Everything from the line that holds "Where can the window" through the end of the data below should be output exactly, both ends included.

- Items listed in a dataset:

* START *

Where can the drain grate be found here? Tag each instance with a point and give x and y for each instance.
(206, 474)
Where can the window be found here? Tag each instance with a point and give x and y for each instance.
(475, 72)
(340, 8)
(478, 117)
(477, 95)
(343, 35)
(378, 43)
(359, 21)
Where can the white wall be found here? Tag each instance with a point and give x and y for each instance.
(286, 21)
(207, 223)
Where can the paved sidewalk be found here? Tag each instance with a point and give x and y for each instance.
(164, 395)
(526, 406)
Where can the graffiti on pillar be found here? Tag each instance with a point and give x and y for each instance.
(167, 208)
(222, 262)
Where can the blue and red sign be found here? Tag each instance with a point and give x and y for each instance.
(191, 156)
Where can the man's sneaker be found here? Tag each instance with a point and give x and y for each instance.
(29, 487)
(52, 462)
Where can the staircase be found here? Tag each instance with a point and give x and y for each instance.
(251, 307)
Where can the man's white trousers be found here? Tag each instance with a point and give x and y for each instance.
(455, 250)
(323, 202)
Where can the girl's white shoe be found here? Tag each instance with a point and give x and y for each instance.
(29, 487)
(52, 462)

* END *

- Finished exercise:
Where can the window be found here? Tag each instance with a point and give x and y for each instance.
(475, 72)
(340, 8)
(478, 117)
(477, 95)
(343, 35)
(378, 43)
(359, 21)
Where can the white wall be found here? Tag each instance with a point and give x and y for each instance.
(286, 21)
(207, 223)
Where can the paved sidewalk be found here? Tag each instance with a point and give x and y for each instance.
(164, 395)
(526, 406)
Where can the graffiti on pillar be found here? Tag each instance with a point and give x and y for each instance.
(167, 208)
(222, 262)
Where can the blue and red sign be found here? Tag each instance with a point and give x and y for each instance.
(191, 156)
Where can the man's sneaker be found here? Tag each instance with a point and give x and y for each instance.
(29, 487)
(52, 462)
Where can the staircase be found here? Tag each instance with a point and give x and y for each instance.
(251, 307)
Where can the man's white trousers be found here? Tag each instance with a point and give x and y for each instance.
(455, 250)
(323, 202)
Where can the girl's white shoe be found here? Tag each instance with a point and give x and y for each instance.
(29, 487)
(52, 462)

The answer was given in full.